[Opening TEXT section]

To determine how the withdrawal from the market of the rotavirus vaccine has affected physicians' trust in vaccine safety mechanisms, future adherence to vaccine recommendations, and willingness to use a new rotavirus vaccine.
National survey mailed to 1228 randomly selected pediatricians and family physicians.
Main Outcome Measures
Confidence in vaccine safety mechanisms was defined by agreement with the statements that the system for determining vaccine safety before a vaccine is licensed works well and that the system for monitoring vaccine safety after vaccine licensure works well. Physicians who indicated that they would use a new rotavirus vaccine within 1 year of licensure and recommendation by professional organizations were classified as "early adopters." Logistic regression was used to assess the relationship between trust in vaccine safety mechanisms and future early adoption of new rotavirus vaccines.
Following the withdrawal of the rotavirus vaccine, 83% of respondents believed the postlicensure surveillance system works well to monitor vaccine safety, while 22% of respondents believed the prelicensure system works well to determine vaccine safety. After adjusting for physician specialty and years in practice, respondents who believed the prelicensure vaccine safety system works well were significantly more likely to be early adopters than those with less confidence in prelicensure studies (adjusted odds ratio, 2.2 [95% confidence interval, 1.3-3.6]).
Physicians have different levels of trust in prelicensure studies that determine vaccine safety and postlicensure surveillance systems that monitor vaccine safety. Trust in prelicensure vaccine safety evaluations may be associated with early adherence to new vaccine recommendations.

[Closing TEXT section]
[Opening ENTRIES SHOWN section]

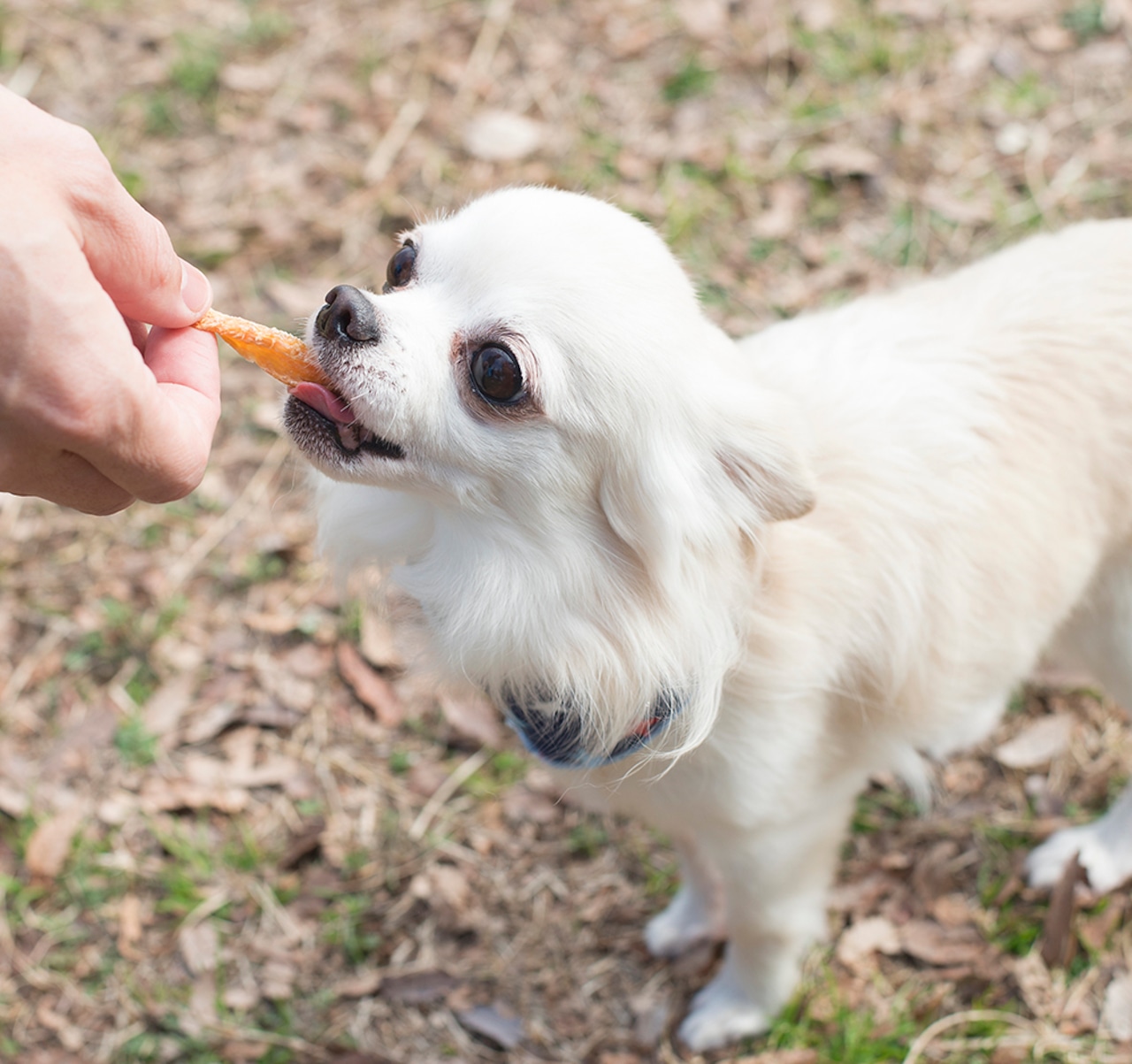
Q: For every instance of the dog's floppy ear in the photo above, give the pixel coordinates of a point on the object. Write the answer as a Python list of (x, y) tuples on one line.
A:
[(748, 471), (762, 460)]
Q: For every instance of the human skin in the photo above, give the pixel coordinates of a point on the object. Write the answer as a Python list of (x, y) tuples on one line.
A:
[(105, 395)]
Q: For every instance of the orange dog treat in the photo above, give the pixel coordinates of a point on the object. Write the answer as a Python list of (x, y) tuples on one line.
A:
[(282, 355)]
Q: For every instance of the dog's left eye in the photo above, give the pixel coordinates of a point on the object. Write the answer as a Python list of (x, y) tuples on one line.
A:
[(496, 373), (400, 271)]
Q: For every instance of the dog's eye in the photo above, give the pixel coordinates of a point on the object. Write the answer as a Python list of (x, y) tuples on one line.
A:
[(496, 373), (400, 271)]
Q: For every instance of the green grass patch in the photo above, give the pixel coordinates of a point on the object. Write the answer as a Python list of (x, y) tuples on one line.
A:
[(880, 808), (692, 80), (502, 771)]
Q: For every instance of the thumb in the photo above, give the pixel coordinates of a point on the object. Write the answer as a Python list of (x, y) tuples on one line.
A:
[(134, 260)]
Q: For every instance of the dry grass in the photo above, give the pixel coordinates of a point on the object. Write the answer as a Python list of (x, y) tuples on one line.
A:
[(210, 848)]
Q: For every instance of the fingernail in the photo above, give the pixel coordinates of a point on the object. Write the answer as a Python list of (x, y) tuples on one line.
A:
[(196, 291)]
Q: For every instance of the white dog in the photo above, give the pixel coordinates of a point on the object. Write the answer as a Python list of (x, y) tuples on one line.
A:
[(718, 583)]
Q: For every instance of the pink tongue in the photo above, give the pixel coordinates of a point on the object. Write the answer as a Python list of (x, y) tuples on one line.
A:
[(324, 401)]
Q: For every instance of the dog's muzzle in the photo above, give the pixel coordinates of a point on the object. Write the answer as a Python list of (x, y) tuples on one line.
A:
[(552, 731)]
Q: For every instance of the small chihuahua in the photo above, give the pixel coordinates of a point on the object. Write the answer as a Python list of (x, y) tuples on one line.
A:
[(719, 585)]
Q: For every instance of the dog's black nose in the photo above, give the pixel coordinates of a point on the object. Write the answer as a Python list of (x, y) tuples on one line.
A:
[(348, 315)]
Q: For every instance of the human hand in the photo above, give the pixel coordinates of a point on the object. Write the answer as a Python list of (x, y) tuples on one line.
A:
[(96, 409)]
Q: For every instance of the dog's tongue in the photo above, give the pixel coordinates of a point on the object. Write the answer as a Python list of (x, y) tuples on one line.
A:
[(324, 401)]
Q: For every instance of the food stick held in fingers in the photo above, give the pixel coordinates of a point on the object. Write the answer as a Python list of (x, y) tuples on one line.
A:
[(282, 355)]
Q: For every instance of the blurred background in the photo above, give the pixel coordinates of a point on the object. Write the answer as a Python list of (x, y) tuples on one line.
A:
[(238, 821)]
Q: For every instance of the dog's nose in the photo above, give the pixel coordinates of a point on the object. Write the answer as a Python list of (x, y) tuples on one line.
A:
[(348, 315)]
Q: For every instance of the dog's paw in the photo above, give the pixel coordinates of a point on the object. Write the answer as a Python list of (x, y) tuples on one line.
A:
[(686, 922), (1105, 864), (722, 1014)]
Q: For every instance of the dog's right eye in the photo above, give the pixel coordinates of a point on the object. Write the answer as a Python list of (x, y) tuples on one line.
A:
[(400, 271), (496, 375)]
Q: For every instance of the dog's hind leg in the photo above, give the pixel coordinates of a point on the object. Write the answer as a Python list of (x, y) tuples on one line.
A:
[(1103, 848), (695, 914), (1098, 639)]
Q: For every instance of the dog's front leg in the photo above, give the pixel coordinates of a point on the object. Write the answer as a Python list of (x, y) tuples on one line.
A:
[(776, 881), (696, 911)]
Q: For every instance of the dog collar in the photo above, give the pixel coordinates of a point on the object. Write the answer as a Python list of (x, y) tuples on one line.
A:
[(552, 731)]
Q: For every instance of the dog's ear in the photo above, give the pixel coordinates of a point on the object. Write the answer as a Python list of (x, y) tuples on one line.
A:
[(748, 471), (763, 461)]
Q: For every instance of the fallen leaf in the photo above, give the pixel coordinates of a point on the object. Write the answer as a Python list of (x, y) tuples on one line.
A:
[(1116, 1014), (302, 845), (1035, 985), (1037, 744), (842, 158), (496, 1027), (1059, 943), (129, 926), (166, 705), (497, 134), (372, 690), (165, 796), (417, 987), (210, 723), (473, 719), (941, 946), (858, 945), (12, 801), (360, 984), (780, 1056), (50, 844), (198, 944)]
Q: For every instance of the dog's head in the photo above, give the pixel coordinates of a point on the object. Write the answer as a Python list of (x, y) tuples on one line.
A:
[(585, 458)]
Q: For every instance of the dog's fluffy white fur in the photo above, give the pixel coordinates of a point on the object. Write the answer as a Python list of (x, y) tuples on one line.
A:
[(840, 541)]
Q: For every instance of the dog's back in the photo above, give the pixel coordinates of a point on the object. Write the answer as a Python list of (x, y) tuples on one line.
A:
[(971, 441)]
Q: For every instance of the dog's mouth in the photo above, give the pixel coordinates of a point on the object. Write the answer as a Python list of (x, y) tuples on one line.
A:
[(553, 731), (326, 428)]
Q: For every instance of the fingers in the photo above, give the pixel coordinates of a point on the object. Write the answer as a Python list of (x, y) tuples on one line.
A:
[(68, 480), (96, 409), (162, 448), (132, 256), (128, 249)]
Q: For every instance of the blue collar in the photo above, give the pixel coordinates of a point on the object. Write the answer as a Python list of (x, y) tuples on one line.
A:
[(552, 731)]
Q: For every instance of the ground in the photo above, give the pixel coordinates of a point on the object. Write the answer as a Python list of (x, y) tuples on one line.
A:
[(238, 822)]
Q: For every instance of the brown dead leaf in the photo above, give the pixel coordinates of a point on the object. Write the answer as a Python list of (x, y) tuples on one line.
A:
[(50, 842), (361, 984), (780, 1056), (371, 688), (1059, 943), (860, 944), (787, 206), (210, 723), (842, 158), (1116, 1014), (444, 884), (498, 134), (1035, 985), (166, 707), (941, 946), (493, 1023), (129, 926), (12, 801), (1037, 744), (198, 944), (472, 719), (417, 987), (160, 795)]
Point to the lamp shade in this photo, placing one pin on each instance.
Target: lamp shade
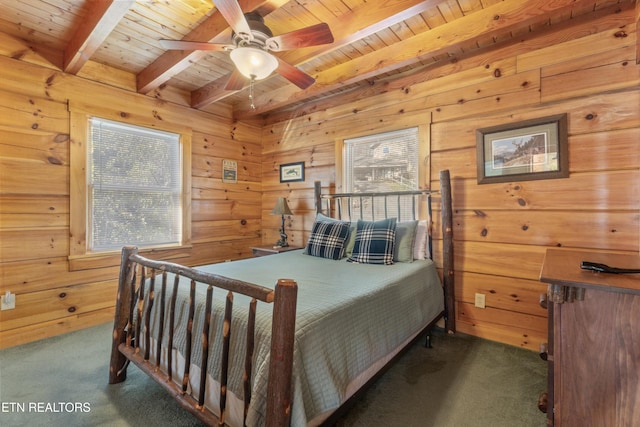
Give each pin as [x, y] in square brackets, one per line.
[254, 63]
[281, 208]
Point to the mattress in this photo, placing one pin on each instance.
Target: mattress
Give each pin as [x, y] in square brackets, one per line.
[350, 318]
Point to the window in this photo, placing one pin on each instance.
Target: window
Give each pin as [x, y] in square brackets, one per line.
[134, 186]
[130, 184]
[381, 162]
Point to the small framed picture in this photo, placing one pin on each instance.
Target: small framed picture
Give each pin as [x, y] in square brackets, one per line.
[292, 172]
[527, 150]
[229, 171]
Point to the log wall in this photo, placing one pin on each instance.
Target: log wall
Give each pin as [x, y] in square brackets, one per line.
[501, 232]
[35, 187]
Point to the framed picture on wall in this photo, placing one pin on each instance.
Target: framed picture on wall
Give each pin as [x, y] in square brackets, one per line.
[527, 150]
[292, 172]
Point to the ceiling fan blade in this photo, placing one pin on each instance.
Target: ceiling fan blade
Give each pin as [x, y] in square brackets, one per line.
[310, 36]
[188, 45]
[236, 81]
[294, 75]
[233, 14]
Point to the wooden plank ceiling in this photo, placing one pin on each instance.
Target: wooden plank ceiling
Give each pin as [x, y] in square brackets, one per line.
[375, 41]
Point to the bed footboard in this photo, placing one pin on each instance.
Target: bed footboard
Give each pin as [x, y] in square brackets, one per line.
[136, 272]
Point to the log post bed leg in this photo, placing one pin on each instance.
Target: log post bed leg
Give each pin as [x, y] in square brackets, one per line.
[281, 361]
[447, 251]
[117, 370]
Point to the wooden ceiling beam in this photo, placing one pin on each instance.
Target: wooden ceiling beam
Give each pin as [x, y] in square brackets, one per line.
[608, 18]
[489, 22]
[363, 22]
[98, 23]
[173, 62]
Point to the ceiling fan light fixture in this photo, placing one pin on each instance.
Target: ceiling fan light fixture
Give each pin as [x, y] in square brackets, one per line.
[254, 63]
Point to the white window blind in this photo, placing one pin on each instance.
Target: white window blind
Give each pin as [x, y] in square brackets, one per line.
[135, 186]
[381, 162]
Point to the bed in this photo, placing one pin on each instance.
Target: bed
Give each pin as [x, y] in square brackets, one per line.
[289, 339]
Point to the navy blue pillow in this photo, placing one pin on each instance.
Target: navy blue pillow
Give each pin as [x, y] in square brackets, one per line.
[375, 242]
[328, 239]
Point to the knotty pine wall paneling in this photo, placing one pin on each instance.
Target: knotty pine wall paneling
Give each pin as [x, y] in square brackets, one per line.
[501, 231]
[35, 191]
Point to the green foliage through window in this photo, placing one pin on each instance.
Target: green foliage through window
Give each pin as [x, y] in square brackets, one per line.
[134, 186]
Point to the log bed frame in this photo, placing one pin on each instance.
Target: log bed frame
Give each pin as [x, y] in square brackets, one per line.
[135, 270]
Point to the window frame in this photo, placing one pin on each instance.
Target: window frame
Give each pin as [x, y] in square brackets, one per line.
[424, 158]
[80, 257]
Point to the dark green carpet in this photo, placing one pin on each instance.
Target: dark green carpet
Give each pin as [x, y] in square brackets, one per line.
[462, 381]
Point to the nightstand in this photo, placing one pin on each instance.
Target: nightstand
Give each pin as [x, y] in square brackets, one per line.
[272, 250]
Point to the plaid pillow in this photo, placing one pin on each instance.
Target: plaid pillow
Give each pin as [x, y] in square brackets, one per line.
[375, 242]
[327, 239]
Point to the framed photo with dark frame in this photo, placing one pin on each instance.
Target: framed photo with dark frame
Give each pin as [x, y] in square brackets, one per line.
[292, 172]
[526, 150]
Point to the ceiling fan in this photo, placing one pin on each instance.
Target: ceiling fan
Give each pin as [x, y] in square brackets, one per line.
[252, 42]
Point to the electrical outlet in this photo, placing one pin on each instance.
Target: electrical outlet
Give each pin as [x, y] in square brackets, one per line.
[8, 301]
[480, 300]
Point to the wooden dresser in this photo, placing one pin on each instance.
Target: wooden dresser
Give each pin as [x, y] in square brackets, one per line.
[593, 353]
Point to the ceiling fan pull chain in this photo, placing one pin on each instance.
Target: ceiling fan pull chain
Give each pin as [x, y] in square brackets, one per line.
[253, 107]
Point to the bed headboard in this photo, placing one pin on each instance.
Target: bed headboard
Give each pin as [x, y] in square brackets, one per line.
[404, 205]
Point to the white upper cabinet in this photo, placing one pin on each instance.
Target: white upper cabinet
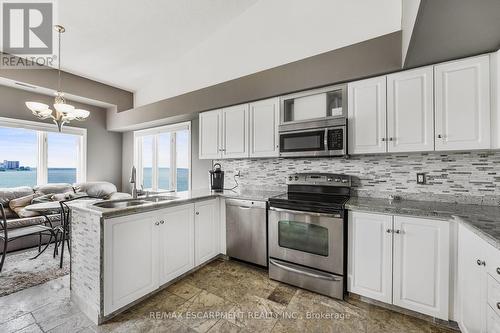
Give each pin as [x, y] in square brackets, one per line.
[367, 116]
[210, 135]
[235, 131]
[421, 265]
[463, 104]
[410, 110]
[370, 256]
[264, 122]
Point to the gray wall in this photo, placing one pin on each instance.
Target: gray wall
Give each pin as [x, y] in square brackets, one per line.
[104, 149]
[199, 168]
[452, 29]
[369, 58]
[73, 85]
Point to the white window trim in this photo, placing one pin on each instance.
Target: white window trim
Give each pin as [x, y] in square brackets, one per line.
[42, 151]
[138, 135]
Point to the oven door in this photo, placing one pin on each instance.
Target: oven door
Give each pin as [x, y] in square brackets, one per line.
[310, 239]
[303, 143]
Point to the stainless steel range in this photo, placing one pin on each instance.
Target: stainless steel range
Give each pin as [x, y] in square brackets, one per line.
[307, 233]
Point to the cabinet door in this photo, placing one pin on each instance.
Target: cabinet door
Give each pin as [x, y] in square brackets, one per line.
[367, 113]
[264, 121]
[463, 104]
[130, 259]
[421, 265]
[209, 135]
[410, 110]
[235, 131]
[206, 231]
[176, 242]
[471, 282]
[370, 255]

[Closing ENTRIES SHOWN section]

**TASK REQUIREMENTS:** Copy out the full survey text above on physicians' trust after the rotavirus vaccine withdrawal, word for word.

**EXERCISE SOLUTION:**
To determine how the withdrawal from the market of the rotavirus vaccine has affected physicians' trust in vaccine safety mechanisms, future adherence to vaccine recommendations, and willingness to use a new rotavirus vaccine.
National survey mailed to 1228 randomly selected pediatricians and family physicians.
Main Outcome Measures
Confidence in vaccine safety mechanisms was defined by agreement with the statements that the system for determining vaccine safety before a vaccine is licensed works well and that the system for monitoring vaccine safety after vaccine licensure works well. Physicians who indicated that they would use a new rotavirus vaccine within 1 year of licensure and recommendation by professional organizations were classified as "early adopters." Logistic regression was used to assess the relationship between trust in vaccine safety mechanisms and future early adoption of new rotavirus vaccines.
Following the withdrawal of the rotavirus vaccine, 83% of respondents believed the postlicensure surveillance system works well to monitor vaccine safety, while 22% of respondents believed the prelicensure system works well to determine vaccine safety. After adjusting for physician specialty and years in practice, respondents who believed the prelicensure vaccine safety system works well were significantly more likely to be early adopters than those with less confidence in prelicensure studies (adjusted odds ratio, 2.2 [95% confidence interval, 1.3-3.6]).
Physicians have different levels of trust in prelicensure studies that determine vaccine safety and postlicensure surveillance systems that monitor vaccine safety. Trust in prelicensure vaccine safety evaluations may be associated with early adherence to new vaccine recommendations.